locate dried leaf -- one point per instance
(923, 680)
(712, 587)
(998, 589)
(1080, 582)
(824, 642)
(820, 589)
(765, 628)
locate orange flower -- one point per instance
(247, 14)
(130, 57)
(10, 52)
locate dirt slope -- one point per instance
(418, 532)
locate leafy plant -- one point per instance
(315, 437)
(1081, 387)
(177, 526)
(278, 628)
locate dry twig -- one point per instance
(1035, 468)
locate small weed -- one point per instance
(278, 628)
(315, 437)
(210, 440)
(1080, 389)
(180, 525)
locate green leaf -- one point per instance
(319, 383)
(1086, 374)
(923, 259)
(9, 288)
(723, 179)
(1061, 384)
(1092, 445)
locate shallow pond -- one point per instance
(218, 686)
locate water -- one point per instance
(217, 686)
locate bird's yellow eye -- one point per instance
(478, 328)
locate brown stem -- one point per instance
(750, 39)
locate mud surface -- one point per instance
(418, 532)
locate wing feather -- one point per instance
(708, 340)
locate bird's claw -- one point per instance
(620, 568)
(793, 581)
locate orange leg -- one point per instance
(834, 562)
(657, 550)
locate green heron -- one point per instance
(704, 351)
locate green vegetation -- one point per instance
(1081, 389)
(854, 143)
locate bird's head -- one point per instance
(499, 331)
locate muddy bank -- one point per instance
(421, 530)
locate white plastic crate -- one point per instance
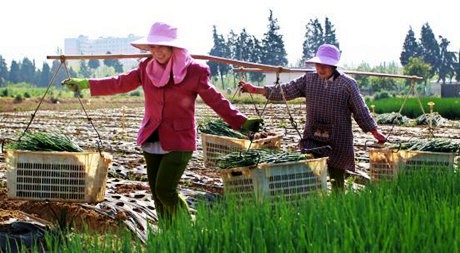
(291, 180)
(57, 176)
(387, 163)
(214, 146)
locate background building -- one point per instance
(82, 45)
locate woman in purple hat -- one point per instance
(171, 81)
(332, 99)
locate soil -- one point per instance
(127, 192)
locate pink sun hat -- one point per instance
(160, 34)
(326, 54)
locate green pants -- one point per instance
(164, 172)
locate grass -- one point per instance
(418, 212)
(446, 107)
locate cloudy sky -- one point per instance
(368, 31)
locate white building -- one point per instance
(85, 46)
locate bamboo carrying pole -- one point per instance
(245, 66)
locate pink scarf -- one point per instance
(177, 64)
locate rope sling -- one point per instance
(53, 79)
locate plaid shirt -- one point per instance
(330, 104)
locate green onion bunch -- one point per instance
(40, 141)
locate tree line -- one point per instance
(425, 57)
(26, 71)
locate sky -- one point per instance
(368, 31)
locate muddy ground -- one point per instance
(127, 201)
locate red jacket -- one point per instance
(171, 109)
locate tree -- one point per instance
(94, 64)
(417, 67)
(273, 45)
(15, 75)
(430, 49)
(447, 61)
(411, 48)
(85, 71)
(245, 44)
(220, 49)
(27, 71)
(256, 55)
(115, 63)
(45, 76)
(61, 75)
(457, 68)
(3, 72)
(329, 33)
(315, 36)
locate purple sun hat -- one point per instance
(160, 34)
(326, 54)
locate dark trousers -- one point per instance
(164, 172)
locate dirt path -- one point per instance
(127, 194)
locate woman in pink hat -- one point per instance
(171, 81)
(332, 99)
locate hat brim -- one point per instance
(323, 60)
(145, 44)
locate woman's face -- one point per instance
(324, 71)
(161, 54)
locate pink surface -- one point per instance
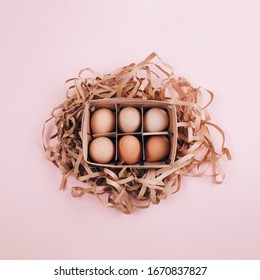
(212, 43)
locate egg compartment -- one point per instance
(116, 104)
(146, 108)
(139, 136)
(92, 108)
(112, 137)
(168, 159)
(121, 106)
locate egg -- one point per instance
(156, 119)
(157, 148)
(129, 149)
(102, 121)
(129, 119)
(102, 150)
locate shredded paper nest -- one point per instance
(127, 188)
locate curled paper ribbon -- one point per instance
(126, 188)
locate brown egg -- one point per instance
(129, 119)
(102, 121)
(129, 149)
(156, 148)
(102, 150)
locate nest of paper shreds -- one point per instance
(127, 188)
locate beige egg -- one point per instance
(102, 150)
(157, 148)
(129, 119)
(102, 121)
(129, 149)
(156, 119)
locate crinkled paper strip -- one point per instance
(127, 188)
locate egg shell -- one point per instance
(129, 149)
(156, 119)
(157, 148)
(129, 119)
(102, 121)
(102, 150)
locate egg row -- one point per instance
(102, 149)
(129, 120)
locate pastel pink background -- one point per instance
(214, 44)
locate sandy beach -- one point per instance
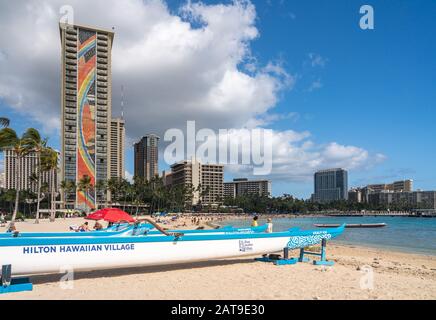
(394, 275)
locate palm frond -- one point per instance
(4, 122)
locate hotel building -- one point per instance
(193, 174)
(243, 186)
(146, 154)
(86, 103)
(19, 176)
(330, 185)
(118, 136)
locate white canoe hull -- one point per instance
(62, 258)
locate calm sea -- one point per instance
(401, 233)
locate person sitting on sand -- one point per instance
(269, 225)
(11, 228)
(98, 226)
(254, 222)
(84, 227)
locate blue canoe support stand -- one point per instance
(287, 260)
(9, 284)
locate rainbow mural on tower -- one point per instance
(86, 116)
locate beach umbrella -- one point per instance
(111, 215)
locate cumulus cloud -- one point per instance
(194, 63)
(317, 84)
(173, 66)
(295, 157)
(317, 60)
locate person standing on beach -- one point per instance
(254, 223)
(269, 225)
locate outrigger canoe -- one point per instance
(351, 225)
(57, 254)
(129, 230)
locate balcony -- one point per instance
(70, 79)
(70, 142)
(71, 31)
(71, 67)
(70, 135)
(71, 49)
(71, 61)
(71, 43)
(71, 86)
(70, 111)
(71, 55)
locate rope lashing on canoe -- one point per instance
(174, 234)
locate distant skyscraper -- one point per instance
(241, 187)
(146, 157)
(206, 180)
(19, 176)
(117, 148)
(2, 180)
(85, 107)
(331, 185)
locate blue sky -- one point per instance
(375, 89)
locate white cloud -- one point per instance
(173, 67)
(317, 84)
(128, 176)
(296, 157)
(317, 60)
(193, 65)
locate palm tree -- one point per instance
(4, 122)
(85, 185)
(102, 186)
(112, 186)
(49, 163)
(38, 144)
(21, 147)
(67, 187)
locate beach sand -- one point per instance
(395, 276)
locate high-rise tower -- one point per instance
(86, 109)
(146, 157)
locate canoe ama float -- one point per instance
(129, 230)
(57, 254)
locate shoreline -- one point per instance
(391, 275)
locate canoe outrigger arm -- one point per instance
(174, 234)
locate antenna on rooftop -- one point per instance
(122, 102)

* [What to work on]: Write out the data once more exactly, omitting the pictures.

* [Response to the task]:
locate dried leaf -- one point per instance
(923, 680)
(712, 587)
(998, 589)
(1080, 582)
(824, 642)
(820, 589)
(765, 628)
locate orange flower -- one point per instance
(247, 14)
(130, 57)
(10, 52)
locate dirt slope -- one point per instance
(418, 532)
locate leafy plant -- one point per instance
(315, 437)
(1081, 387)
(177, 526)
(278, 628)
locate dry twig -- one point per instance
(1035, 468)
locate small weed -- one point per instance
(278, 628)
(315, 437)
(210, 440)
(1080, 389)
(180, 525)
locate green leaf -- one point per instance
(319, 383)
(1086, 374)
(923, 259)
(9, 288)
(723, 179)
(1061, 384)
(1092, 445)
locate shallow pond -- one point per instance
(218, 686)
locate water -- one point per instance
(217, 686)
locate bird's yellow eye -- one point per instance
(478, 328)
locate brown stem -- one point per instance
(750, 39)
locate mud surface -- one point per instance
(418, 532)
locate wing feather -- one point per instance
(708, 340)
locate bird's claw -- one point per instance
(620, 568)
(793, 581)
locate orange leg -- one point per instance
(834, 562)
(657, 550)
locate green heron -- one point per instance
(704, 351)
locate green vegetation -- one point per instance
(1081, 389)
(854, 143)
locate bird's head -- one point per instance
(499, 331)
locate muddy bank -- one point per instance
(421, 530)
locate white plastic crate -- one point per instance
(291, 180)
(57, 176)
(387, 163)
(214, 146)
locate background building -- one point per instance
(82, 45)
locate woman in purple hat -- one point per instance
(171, 81)
(332, 99)
locate soil -- one point per instance
(127, 192)
locate pink sun hat -- one point per instance
(160, 34)
(326, 54)
locate green pants -- one point per instance
(164, 172)
locate grass -- one point per instance
(418, 212)
(446, 107)
locate cloudy sky -- one point per instance
(368, 31)
locate white building -- one point per instance
(85, 46)
locate bamboo carrying pole -- one point per instance
(245, 66)
locate pink scarf -- one point per instance
(177, 64)
locate rope sling -- one point per instance
(53, 79)
locate plaid shirt -- one point per instance
(330, 104)
locate green onion bunch -- one point per instance
(40, 141)
locate tree line -- one point per instance
(425, 57)
(26, 71)
locate sky -- one point per instance
(368, 31)
locate muddy ground -- one point per instance
(127, 201)
locate red jacket -- one point per instance
(171, 109)
locate tree -- one point per instance
(94, 64)
(417, 67)
(273, 45)
(15, 75)
(430, 49)
(447, 61)
(411, 48)
(85, 71)
(245, 44)
(220, 49)
(27, 71)
(256, 55)
(115, 63)
(45, 76)
(61, 75)
(457, 68)
(3, 72)
(329, 33)
(315, 36)
locate purple sun hat -- one point per instance
(160, 34)
(326, 54)
locate dark trousers -- one point per instance
(164, 172)
locate dirt path -- one point per instance
(127, 194)
locate woman in pink hat -- one point per instance
(171, 81)
(332, 99)
locate hat brim -- one point per instance
(323, 60)
(145, 44)
locate woman's face -- one point per instance
(324, 71)
(161, 54)
locate pink surface -- one point per instance
(212, 43)
locate egg compartment -- one point per instance
(116, 104)
(146, 108)
(139, 136)
(92, 108)
(112, 137)
(168, 159)
(121, 106)
locate egg -- one point per instance
(156, 119)
(157, 148)
(129, 149)
(102, 121)
(129, 119)
(102, 150)
locate shredded paper nest -- one point per instance
(127, 188)
locate curled paper ribbon -- one point per instance
(126, 188)
locate brown egg -- one point per instance
(129, 119)
(102, 121)
(129, 149)
(156, 148)
(102, 150)
locate nest of paper shreds -- one point per instance
(127, 188)
locate beige egg -- one point per instance
(102, 150)
(157, 148)
(129, 119)
(102, 121)
(129, 149)
(156, 119)
locate crinkled paper strip -- one point per instance
(127, 188)
locate egg shell -- one point per instance
(129, 149)
(156, 119)
(157, 148)
(129, 119)
(102, 121)
(102, 150)
locate egg row -- one point per instance
(102, 149)
(129, 120)
locate pastel pink background -- one point per instance
(214, 44)
locate sandy beach -- one point per instance
(394, 275)
locate palm frond -- one point per instance
(4, 122)
locate hotel building -- one point per instance
(193, 174)
(243, 186)
(146, 154)
(86, 103)
(19, 176)
(330, 185)
(118, 136)
locate white canoe hull -- one point per instance
(62, 258)
locate calm sea -- one point per instance
(401, 233)
locate person sitting on sand -- one point per instance
(269, 225)
(11, 228)
(98, 226)
(254, 222)
(84, 227)
locate blue canoe support stand -- one point per instance
(287, 260)
(9, 284)
locate rainbow mural on tower -- one point per instance
(86, 116)
locate beach umbrella -- one point per instance
(111, 215)
locate cumulus cloud -- one point per instance
(194, 63)
(317, 84)
(173, 66)
(295, 157)
(317, 60)
locate person standing on beach -- one point per instance
(254, 223)
(269, 225)
locate outrigger canoe -- one point per instance
(351, 225)
(57, 254)
(129, 230)
locate balcony -- one point per instance
(70, 79)
(70, 142)
(71, 31)
(71, 67)
(70, 135)
(71, 49)
(71, 61)
(71, 43)
(71, 86)
(70, 111)
(71, 55)
locate rope lashing on canoe -- one point per instance
(174, 234)
locate distant skyscraper -- one point per instance
(241, 187)
(146, 157)
(206, 180)
(19, 176)
(117, 148)
(2, 180)
(85, 107)
(331, 185)
locate blue sky -- one point per instance
(375, 89)
locate white cloud -- one point per instance
(173, 67)
(317, 84)
(128, 176)
(296, 157)
(317, 60)
(193, 65)
locate palm tree -- one point per instance
(4, 122)
(85, 185)
(102, 186)
(112, 186)
(49, 163)
(38, 144)
(21, 147)
(67, 187)
locate beach sand -- one point per instance
(395, 276)
locate high-rise tower -- one point per instance
(86, 109)
(146, 157)
locate canoe ama float -- one point per instance
(129, 230)
(57, 254)
locate shoreline -- one point per instance
(391, 275)
locate canoe outrigger arm -- one point per instance
(174, 234)
locate antenna on rooftop -- one point per instance
(122, 102)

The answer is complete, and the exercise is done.